>> begin

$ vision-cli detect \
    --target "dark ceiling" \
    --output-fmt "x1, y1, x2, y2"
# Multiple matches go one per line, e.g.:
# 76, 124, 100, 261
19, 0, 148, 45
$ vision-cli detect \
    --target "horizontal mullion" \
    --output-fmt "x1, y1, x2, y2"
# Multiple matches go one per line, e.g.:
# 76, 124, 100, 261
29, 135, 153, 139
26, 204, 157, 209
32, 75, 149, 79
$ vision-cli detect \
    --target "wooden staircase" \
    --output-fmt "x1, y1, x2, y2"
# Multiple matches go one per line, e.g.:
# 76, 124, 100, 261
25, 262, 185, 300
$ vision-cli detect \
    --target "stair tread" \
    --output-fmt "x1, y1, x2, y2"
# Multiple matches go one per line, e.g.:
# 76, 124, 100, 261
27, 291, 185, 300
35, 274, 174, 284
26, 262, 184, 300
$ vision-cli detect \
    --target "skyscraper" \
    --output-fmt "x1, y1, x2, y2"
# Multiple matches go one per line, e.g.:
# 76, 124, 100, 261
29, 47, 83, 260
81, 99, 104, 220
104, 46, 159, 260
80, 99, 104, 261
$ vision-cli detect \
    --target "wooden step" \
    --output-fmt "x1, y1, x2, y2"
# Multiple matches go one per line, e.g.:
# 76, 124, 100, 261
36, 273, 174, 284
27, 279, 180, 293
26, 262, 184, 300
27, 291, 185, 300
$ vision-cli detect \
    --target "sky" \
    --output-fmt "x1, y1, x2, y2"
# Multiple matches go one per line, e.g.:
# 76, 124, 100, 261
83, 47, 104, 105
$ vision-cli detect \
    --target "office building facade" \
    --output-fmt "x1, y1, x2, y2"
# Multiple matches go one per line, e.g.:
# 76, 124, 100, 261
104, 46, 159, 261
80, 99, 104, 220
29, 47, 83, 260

>> end

- [Stated goal] Express the rows from their first line through the line containing "19, 0, 148, 45" as a JSON list of strings, one string per line. Leave out any blank lines.

- [Exercise solution]
[
  "$ vision-cli detect \\",
  "    --target \"dark ceiling\" \\",
  "    --output-fmt \"x1, y1, x2, y2\"",
  "# Multiple matches go one per line, e.g.:",
  "# 76, 124, 100, 261",
  "19, 0, 148, 45"
]